■ Task prompt: In the entries below, change every "even-odd" to "nonzero" and give them back otherwise unchanged, without the pictures.

■ Data to process:

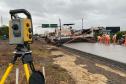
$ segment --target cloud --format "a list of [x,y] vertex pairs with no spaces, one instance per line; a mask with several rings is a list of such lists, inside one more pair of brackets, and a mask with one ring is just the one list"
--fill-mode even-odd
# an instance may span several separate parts
[[75,23],[91,26],[126,27],[126,0],[0,0],[0,15],[7,24],[9,10],[25,8],[32,14],[34,26],[42,23]]

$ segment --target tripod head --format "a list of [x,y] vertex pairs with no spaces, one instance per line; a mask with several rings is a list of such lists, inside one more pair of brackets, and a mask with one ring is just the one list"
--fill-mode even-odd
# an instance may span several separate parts
[[[24,14],[26,17],[18,17]],[[11,20],[9,21],[9,43],[10,44],[31,44],[33,42],[33,25],[31,14],[25,9],[10,10]]]

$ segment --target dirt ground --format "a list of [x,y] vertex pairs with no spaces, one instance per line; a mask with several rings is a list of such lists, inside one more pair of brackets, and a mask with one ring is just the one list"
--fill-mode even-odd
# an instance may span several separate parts
[[[0,41],[0,78],[12,59],[15,46]],[[74,53],[46,44],[43,40],[31,45],[36,70],[45,67],[46,84],[125,84],[126,72],[110,67],[99,60],[90,60]],[[26,84],[21,61],[15,64],[20,70],[20,84]],[[5,84],[15,84],[15,68]]]

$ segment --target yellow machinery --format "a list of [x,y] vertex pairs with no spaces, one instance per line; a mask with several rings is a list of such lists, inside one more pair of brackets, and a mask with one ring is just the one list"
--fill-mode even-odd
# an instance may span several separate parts
[[[27,17],[20,18],[17,14],[23,13]],[[10,10],[11,20],[9,21],[9,43],[17,45],[14,52],[14,58],[6,69],[0,84],[4,84],[9,73],[12,71],[17,58],[21,58],[28,84],[45,84],[44,76],[41,72],[36,71],[32,60],[32,51],[30,44],[32,43],[33,26],[30,13],[25,9]],[[31,69],[29,73],[28,64]]]

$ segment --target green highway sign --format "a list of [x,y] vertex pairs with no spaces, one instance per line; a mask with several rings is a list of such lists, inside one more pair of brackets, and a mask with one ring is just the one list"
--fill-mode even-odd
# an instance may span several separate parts
[[42,24],[42,28],[58,28],[58,24]]
[[49,28],[49,24],[42,24],[42,28]]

■ Response to this exercise:
$ segment --target cloud --format "a list of [x,y] vertex pairs with no spaces, one instance per line; a mask with several rings is a list of such lists, inside one more pair of brackets, and a mask with one ring is just the one list"
--fill-mode nonzero
# an instance may span several separate parts
[[75,23],[91,26],[126,27],[126,0],[0,0],[0,15],[7,24],[9,10],[25,8],[32,14],[34,26],[42,23]]

$ segment --target tripod head --format "a list of [x,y] vertex pairs with no spaces, one instance per line; a mask with several rings is a list of such lists, inside one more pair of brackets, and a mask with one ring is just the one list"
--fill-mode nonzero
# an instance may span several separate parts
[[[24,14],[26,17],[18,17]],[[11,20],[9,21],[9,43],[10,44],[31,44],[33,42],[33,25],[31,14],[25,9],[10,10]]]

$ segment --target dirt ground --format "a list of [x,y] vertex pairs with no spaces, one instance per line; a mask with several rings is a list of such lists, inside one more pair of brackets, and a mask with one ring is just the one list"
--fill-mode nonzero
# an instance may span several separate parts
[[[0,41],[0,78],[12,59],[15,46]],[[74,53],[46,44],[43,40],[31,45],[36,70],[45,67],[46,84],[125,84],[126,72],[110,67],[99,60],[90,60]],[[26,84],[21,61],[15,64],[20,70],[20,84]],[[5,84],[15,84],[15,68]]]

$ segment --target yellow machinery --format "a list of [x,y] vertex pairs with no spaces, one instance per line; a mask with several rings is a list of such lists, inside one more pair of brackets, and a mask with one ring is just the one list"
--fill-mode nonzero
# an instance may span several separate parts
[[[27,17],[20,18],[17,14],[23,13]],[[10,10],[11,20],[9,21],[9,43],[17,45],[14,52],[14,58],[6,69],[0,84],[4,84],[9,73],[12,71],[17,58],[21,58],[28,84],[45,84],[44,76],[41,72],[36,71],[32,60],[32,51],[30,44],[32,43],[33,26],[30,13],[25,9]],[[31,69],[29,73],[28,64]]]

$ segment --target green highway sign --format "a list of [x,y] vertex pairs with no spaces, one instance per line; a mask with several rings is a list of such lists, inside one more pair of brackets, and a mask with one ring is just the one list"
--fill-mode nonzero
# an instance may span several separate parts
[[42,24],[42,28],[58,28],[58,24]]
[[49,28],[49,24],[42,24],[42,28]]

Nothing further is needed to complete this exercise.